+++ GIVEN RECORDS +++

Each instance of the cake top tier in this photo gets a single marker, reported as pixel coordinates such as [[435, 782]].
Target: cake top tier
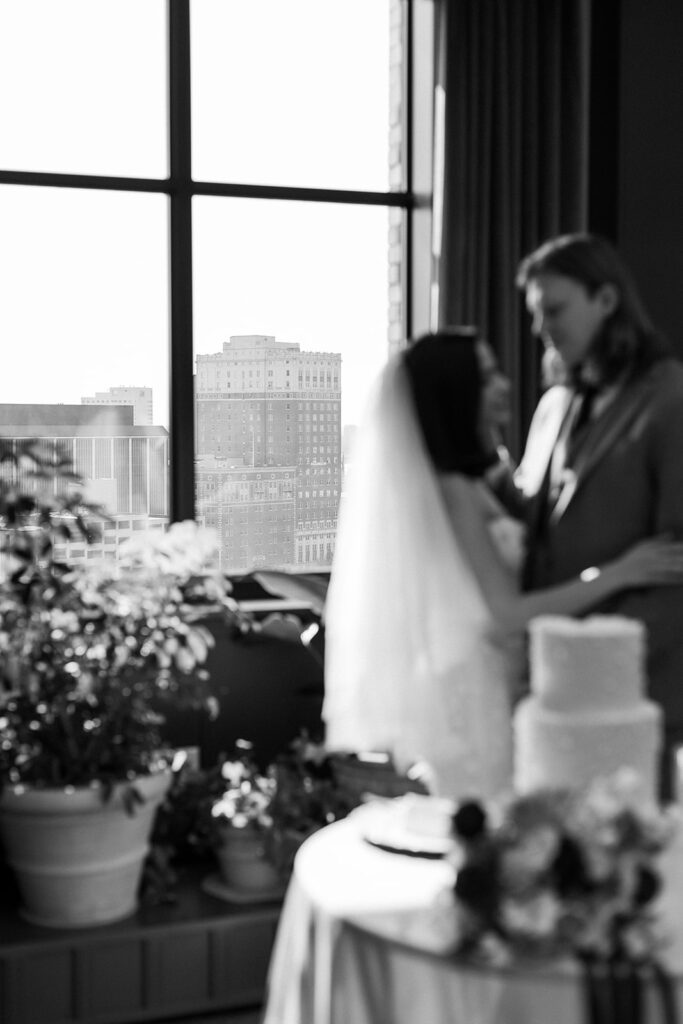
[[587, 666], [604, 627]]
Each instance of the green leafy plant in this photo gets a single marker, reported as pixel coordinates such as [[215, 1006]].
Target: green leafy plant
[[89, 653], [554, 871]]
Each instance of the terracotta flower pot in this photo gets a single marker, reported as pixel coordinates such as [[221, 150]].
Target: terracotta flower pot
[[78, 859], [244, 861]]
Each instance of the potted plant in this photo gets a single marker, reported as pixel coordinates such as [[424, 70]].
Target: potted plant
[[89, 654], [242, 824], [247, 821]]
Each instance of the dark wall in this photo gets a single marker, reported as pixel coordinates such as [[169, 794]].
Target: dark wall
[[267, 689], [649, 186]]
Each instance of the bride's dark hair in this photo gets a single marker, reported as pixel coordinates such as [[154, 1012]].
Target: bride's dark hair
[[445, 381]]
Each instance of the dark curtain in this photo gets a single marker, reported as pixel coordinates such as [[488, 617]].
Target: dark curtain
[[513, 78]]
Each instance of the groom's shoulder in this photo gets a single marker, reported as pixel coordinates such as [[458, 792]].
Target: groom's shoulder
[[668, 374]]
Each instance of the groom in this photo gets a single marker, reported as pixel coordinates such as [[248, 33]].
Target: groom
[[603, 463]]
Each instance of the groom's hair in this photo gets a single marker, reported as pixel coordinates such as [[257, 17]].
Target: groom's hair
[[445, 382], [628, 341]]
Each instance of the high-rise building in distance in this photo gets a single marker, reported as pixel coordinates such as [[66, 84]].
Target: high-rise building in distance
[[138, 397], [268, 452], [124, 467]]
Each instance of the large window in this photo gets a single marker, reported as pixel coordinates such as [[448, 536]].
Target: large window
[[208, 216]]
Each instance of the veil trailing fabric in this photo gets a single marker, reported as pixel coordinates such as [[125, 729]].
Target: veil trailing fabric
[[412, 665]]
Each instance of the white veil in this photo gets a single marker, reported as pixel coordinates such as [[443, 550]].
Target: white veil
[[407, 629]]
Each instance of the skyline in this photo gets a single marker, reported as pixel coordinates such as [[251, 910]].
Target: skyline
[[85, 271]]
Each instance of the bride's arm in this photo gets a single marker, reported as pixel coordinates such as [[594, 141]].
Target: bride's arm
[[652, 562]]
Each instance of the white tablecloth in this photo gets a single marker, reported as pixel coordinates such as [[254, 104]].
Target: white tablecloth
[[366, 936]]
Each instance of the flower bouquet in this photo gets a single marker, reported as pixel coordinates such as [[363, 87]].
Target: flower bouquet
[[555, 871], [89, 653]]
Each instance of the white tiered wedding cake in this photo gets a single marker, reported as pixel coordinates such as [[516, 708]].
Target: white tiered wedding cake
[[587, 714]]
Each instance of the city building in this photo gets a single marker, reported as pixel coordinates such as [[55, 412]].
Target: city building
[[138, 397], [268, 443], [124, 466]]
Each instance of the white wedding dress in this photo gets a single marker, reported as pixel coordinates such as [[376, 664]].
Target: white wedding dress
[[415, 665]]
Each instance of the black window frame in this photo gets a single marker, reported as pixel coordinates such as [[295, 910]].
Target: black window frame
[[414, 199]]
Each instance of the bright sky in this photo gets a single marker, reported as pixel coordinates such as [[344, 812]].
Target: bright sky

+++

### INSTRUCTIONS FOR THE TASK
Look through the entries above and report each line where the string "bright" occurs.

### EXERCISE RESULT
Each instance of the bright sky in this photo gets a single marker, reported as pixel coordinates such as [[344, 812]].
Target: bright sky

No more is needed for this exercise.